> [GOAL OF THE EXERCISE]: The lines wanted run from the first one below through the one with "Provide the mask of every instance of the grass". Return them exactly.

> [DATA FOR PROCESSING]:
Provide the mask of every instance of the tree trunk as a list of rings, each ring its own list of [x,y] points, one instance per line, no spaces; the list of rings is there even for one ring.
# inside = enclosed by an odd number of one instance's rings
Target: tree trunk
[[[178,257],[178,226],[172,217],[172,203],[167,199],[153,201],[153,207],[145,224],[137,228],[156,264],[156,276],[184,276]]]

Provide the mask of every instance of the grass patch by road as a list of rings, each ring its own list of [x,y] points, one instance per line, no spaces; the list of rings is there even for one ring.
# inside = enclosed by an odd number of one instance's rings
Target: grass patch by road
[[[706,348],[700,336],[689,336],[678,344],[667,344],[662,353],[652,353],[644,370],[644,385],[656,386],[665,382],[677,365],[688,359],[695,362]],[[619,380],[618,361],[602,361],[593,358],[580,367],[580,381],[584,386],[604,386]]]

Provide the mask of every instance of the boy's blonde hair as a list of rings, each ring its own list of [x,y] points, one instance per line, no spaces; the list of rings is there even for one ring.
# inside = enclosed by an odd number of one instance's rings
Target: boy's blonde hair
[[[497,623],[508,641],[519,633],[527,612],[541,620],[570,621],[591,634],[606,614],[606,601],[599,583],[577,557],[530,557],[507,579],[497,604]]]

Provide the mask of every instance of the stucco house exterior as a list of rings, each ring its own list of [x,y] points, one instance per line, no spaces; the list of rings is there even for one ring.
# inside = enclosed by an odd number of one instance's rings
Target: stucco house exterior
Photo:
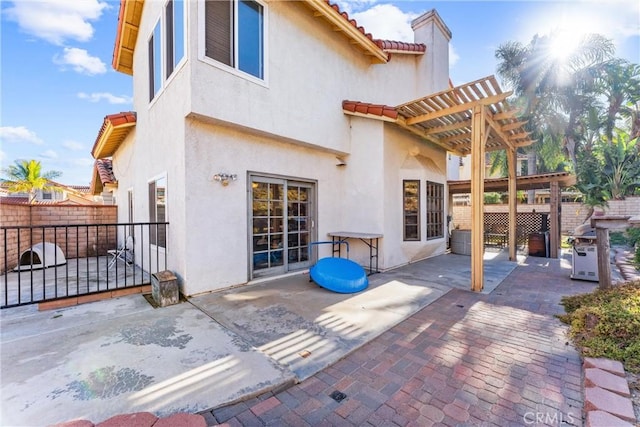
[[[170,223],[143,238],[186,295],[305,271],[337,231],[381,235],[379,270],[444,253],[447,151],[385,120],[450,87],[449,29],[435,10],[412,28],[377,40],[324,0],[122,0],[113,66],[135,113],[92,151],[119,221]]]

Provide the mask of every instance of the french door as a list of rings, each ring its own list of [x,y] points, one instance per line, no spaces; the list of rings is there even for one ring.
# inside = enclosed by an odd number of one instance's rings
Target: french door
[[[314,184],[252,176],[250,189],[251,278],[310,266],[315,226]]]

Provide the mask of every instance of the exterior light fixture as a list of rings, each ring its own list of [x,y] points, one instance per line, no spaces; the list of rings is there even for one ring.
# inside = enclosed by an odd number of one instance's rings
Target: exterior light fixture
[[[236,175],[235,173],[217,173],[213,175],[213,179],[214,181],[218,181],[220,184],[222,184],[223,187],[226,187],[227,185],[229,185],[229,181],[235,181],[236,179],[238,179],[238,175]]]

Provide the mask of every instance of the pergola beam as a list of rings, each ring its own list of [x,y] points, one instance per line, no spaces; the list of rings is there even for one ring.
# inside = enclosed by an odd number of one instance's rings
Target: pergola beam
[[[422,123],[422,122],[437,119],[440,117],[448,116],[450,114],[456,114],[456,113],[461,113],[463,111],[474,110],[478,106],[491,105],[496,102],[504,101],[509,96],[511,96],[511,93],[512,92],[510,91],[499,93],[497,95],[487,96],[486,98],[478,99],[476,101],[465,102],[453,107],[443,108],[442,110],[433,111],[427,114],[421,114],[419,116],[407,119],[407,125],[411,126],[417,123]]]
[[[398,126],[400,126],[403,129],[408,130],[409,132],[418,135],[421,138],[426,139],[427,141],[437,145],[438,147],[442,147],[447,151],[451,151],[452,153],[458,155],[458,156],[464,156],[465,154],[453,147],[451,147],[450,145],[442,142],[439,138],[435,138],[432,135],[427,135],[425,134],[424,131],[418,130],[416,128],[414,128],[413,126],[409,126],[407,125],[406,121],[402,118],[402,117],[398,117],[398,119],[396,120],[396,123],[398,124]]]
[[[486,116],[487,123],[489,124],[489,126],[491,126],[498,138],[502,140],[502,142],[507,146],[508,150],[513,150],[513,143],[509,140],[509,135],[502,131],[502,128],[495,120],[493,120],[493,115],[489,111],[487,111]]]
[[[434,135],[434,134],[438,134],[438,133],[450,132],[452,130],[458,130],[458,129],[466,128],[466,127],[469,127],[469,126],[471,126],[471,119],[464,120],[464,121],[461,121],[461,122],[451,123],[450,125],[434,127],[434,128],[431,128],[431,129],[427,130],[425,132],[425,134],[426,135]]]

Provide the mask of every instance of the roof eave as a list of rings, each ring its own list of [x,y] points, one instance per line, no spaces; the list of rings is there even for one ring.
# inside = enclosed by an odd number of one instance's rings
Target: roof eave
[[[94,159],[111,157],[136,125],[135,113],[112,114],[104,118],[91,155]]]
[[[144,0],[120,0],[118,31],[113,47],[113,69],[133,75],[133,51],[142,16]],[[128,37],[127,37],[128,36]]]
[[[371,58],[372,63],[384,64],[389,62],[389,55],[382,50],[371,38],[363,34],[357,27],[351,24],[342,14],[326,0],[305,0],[316,12],[317,16],[325,18],[333,27],[343,32],[354,45],[358,46],[365,55]]]

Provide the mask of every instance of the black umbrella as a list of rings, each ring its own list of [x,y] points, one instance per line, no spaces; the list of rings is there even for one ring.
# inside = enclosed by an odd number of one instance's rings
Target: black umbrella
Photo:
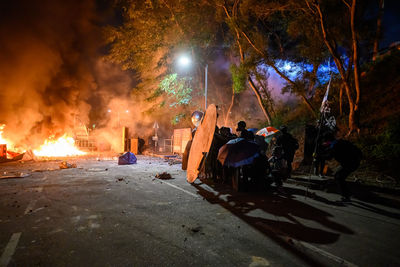
[[[219,149],[218,160],[223,166],[236,168],[253,163],[253,160],[260,155],[258,151],[257,143],[236,138]]]

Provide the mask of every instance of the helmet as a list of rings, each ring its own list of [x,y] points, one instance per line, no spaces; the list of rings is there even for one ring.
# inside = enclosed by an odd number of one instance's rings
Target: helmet
[[[200,125],[203,115],[204,113],[198,110],[192,113],[192,123],[195,127],[198,127]]]
[[[286,127],[286,125],[282,125],[281,127],[279,127],[279,130],[280,130],[282,133],[286,133],[286,132],[287,132],[287,127]]]
[[[239,121],[237,124],[237,129],[236,131],[241,131],[243,129],[246,129],[246,122],[244,121]]]

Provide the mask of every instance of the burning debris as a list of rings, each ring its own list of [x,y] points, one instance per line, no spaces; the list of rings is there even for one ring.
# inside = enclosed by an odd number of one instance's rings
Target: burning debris
[[[60,169],[69,169],[69,168],[76,168],[76,163],[68,163],[63,161],[60,163]]]
[[[65,157],[86,154],[75,147],[74,138],[67,134],[56,140],[54,136],[51,136],[37,150],[33,150],[33,153],[39,157]]]
[[[32,160],[36,157],[68,157],[86,154],[75,146],[74,138],[67,134],[57,139],[54,135],[50,136],[43,145],[33,151],[23,150],[10,140],[3,138],[5,126],[5,124],[0,126],[0,159],[2,160],[24,160],[24,157],[26,160]]]

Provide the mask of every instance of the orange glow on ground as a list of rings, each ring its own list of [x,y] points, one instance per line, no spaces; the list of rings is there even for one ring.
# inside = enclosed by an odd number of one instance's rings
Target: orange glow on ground
[[[48,138],[43,145],[33,150],[33,154],[38,157],[68,157],[85,155],[86,152],[75,147],[74,138],[64,134],[56,140],[54,136]]]

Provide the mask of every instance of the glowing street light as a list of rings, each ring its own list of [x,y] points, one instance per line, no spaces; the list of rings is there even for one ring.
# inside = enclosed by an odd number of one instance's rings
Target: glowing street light
[[[178,59],[178,64],[182,67],[188,67],[191,59],[188,56],[181,56]],[[208,85],[208,64],[204,67],[204,110],[207,110],[207,85]]]
[[[190,58],[188,56],[181,56],[178,60],[178,64],[182,67],[188,67],[190,65]]]

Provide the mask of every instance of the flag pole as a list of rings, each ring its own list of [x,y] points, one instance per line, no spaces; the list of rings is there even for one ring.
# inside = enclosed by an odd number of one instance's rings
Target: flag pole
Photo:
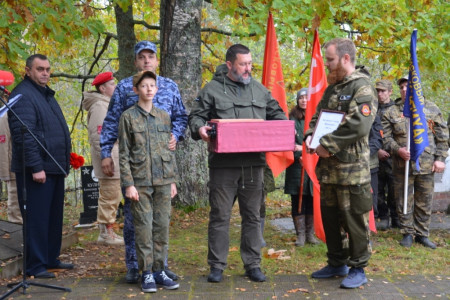
[[[410,139],[410,128],[409,128],[409,118],[406,118],[406,151],[409,152],[411,148],[411,139]],[[403,189],[403,214],[406,215],[408,210],[408,179],[409,179],[409,160],[405,161],[405,183]]]

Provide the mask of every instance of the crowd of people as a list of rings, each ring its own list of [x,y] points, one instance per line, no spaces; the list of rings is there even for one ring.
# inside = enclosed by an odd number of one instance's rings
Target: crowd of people
[[[378,80],[373,86],[367,70],[356,65],[356,47],[350,39],[332,39],[324,50],[329,85],[309,129],[304,131],[308,89],[297,93],[296,105],[289,114],[289,119],[295,122],[296,134],[294,163],[286,170],[284,191],[291,196],[295,245],[318,244],[314,234],[312,183],[306,172],[301,182],[305,143],[308,153],[319,156],[316,175],[327,246],[327,265],[311,276],[343,276],[342,288],[357,288],[367,283],[364,268],[372,253],[369,232],[372,209],[379,230],[400,228],[403,234],[400,245],[411,247],[415,241],[436,248],[429,239],[434,173],[444,171],[449,134],[439,108],[426,99],[429,146],[417,169],[406,148],[406,119],[402,113],[408,79],[398,80],[401,97],[394,102],[389,80]],[[174,151],[177,143],[183,141],[187,127],[194,140],[210,142],[212,128],[207,122],[211,119],[286,120],[287,117],[269,90],[252,77],[252,54],[244,45],[228,48],[225,63],[217,67],[212,80],[199,92],[189,115],[176,83],[156,74],[156,45],[138,42],[134,55],[135,75],[116,86],[112,72],[98,74],[92,82],[95,91],[84,93],[82,105],[88,111],[91,159],[100,185],[98,241],[124,245],[126,281],[139,282],[143,292],[153,293],[157,286],[179,287],[177,274],[168,266],[169,223],[171,199],[177,194],[179,180]],[[0,139],[0,149],[9,147],[6,149],[11,157],[1,179],[10,183],[11,193],[17,185],[18,200],[8,196],[10,221],[21,222],[14,207],[20,207],[28,221],[24,272],[36,278],[53,278],[55,274],[48,269],[74,267],[59,260],[64,179],[69,173],[71,139],[55,92],[47,85],[48,58],[41,54],[30,56],[25,71],[25,78],[11,96],[22,94],[14,111],[37,140],[23,132],[15,115],[8,113],[7,121],[1,119],[8,122],[11,136]],[[323,110],[344,113],[344,118],[337,129],[325,134],[313,147],[314,128]],[[2,142],[10,139],[9,145]],[[410,171],[405,214],[406,164],[410,165]],[[231,210],[237,201],[242,218],[240,255],[245,274],[252,281],[263,282],[265,196],[272,190],[269,185],[273,180],[265,155],[211,152],[208,167],[207,281],[218,283],[223,279]],[[123,238],[113,230],[122,196]]]

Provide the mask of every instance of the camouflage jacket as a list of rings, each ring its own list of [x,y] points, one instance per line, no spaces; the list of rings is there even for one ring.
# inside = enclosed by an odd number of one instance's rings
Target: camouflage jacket
[[[369,132],[376,115],[376,91],[364,70],[356,69],[343,81],[329,85],[311,119],[313,129],[322,109],[345,112],[339,127],[320,138],[332,155],[320,158],[316,167],[321,183],[358,185],[370,182]]]
[[[181,141],[187,127],[187,114],[181,101],[178,86],[169,78],[157,76],[158,92],[153,98],[153,104],[166,111],[172,122],[172,133]],[[119,82],[109,103],[108,112],[103,121],[100,146],[102,147],[102,159],[111,157],[111,150],[117,140],[119,119],[122,113],[138,101],[138,95],[133,92],[133,77],[128,77]]]
[[[153,106],[150,113],[137,103],[119,122],[119,166],[123,187],[157,186],[176,181],[175,153],[169,150],[170,117]]]
[[[200,91],[189,114],[191,137],[199,140],[198,130],[211,119],[286,120],[277,100],[261,83],[252,78],[249,84],[235,82],[227,76],[225,64],[217,67],[213,80]],[[213,153],[210,168],[264,166],[263,152]]]
[[[384,148],[393,158],[393,169],[403,169],[405,161],[398,156],[398,149],[406,147],[406,118],[403,117],[404,102],[401,98],[395,100],[395,105],[389,107],[381,119],[384,130]],[[448,151],[448,129],[439,108],[425,100],[425,118],[428,123],[428,143],[419,157],[420,171],[416,169],[416,162],[410,161],[410,172],[430,174],[435,161],[445,161]]]

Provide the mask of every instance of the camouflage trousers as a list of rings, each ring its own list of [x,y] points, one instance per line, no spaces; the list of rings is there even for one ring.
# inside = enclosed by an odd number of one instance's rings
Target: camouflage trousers
[[[351,186],[320,184],[329,265],[367,266],[372,253],[369,243],[369,212],[372,209],[370,188],[370,183]],[[342,231],[346,233],[345,238]],[[344,242],[347,237],[348,247]]]
[[[131,213],[131,200],[125,197],[125,189],[122,188],[122,195],[125,199],[123,205],[123,241],[125,243],[125,265],[127,270],[138,269],[138,260],[135,247],[133,215]],[[168,249],[168,247],[167,247]],[[167,250],[168,251],[168,250]],[[167,253],[166,251],[166,253]],[[164,266],[168,267],[167,255]]]
[[[431,205],[434,191],[434,173],[408,176],[408,203],[406,215],[403,214],[405,172],[394,172],[394,196],[397,201],[397,214],[402,234],[429,236]]]
[[[164,270],[169,243],[170,184],[136,187],[139,201],[131,201],[139,269]]]

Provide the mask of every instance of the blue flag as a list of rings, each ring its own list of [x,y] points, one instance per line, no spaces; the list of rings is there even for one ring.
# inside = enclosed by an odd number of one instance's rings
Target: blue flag
[[[417,29],[411,35],[411,65],[409,67],[408,87],[406,89],[405,107],[403,115],[409,118],[411,159],[416,162],[416,169],[420,170],[419,156],[428,144],[427,119],[425,118],[425,98],[420,81],[419,65],[416,55]]]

> [ANSWER SPACE]:
Provide the mask of every instance of the tree trunk as a list of rings, each ring its own list of [x,y] points, one instance per line, no spaces; the list of rings is there even for one ring.
# inside = enclosed by an odd number of one instance's rings
Target: tree trunk
[[[178,257],[178,226],[172,217],[172,203],[167,199],[153,201],[153,207],[145,224],[137,228],[156,264],[156,276],[184,276]]]

Provide the mask of every instance of the grass patch by road as a list of rings, each ring its own list of [x,y] points, one instance per line, no spaces; the list of rings is there even for one ring.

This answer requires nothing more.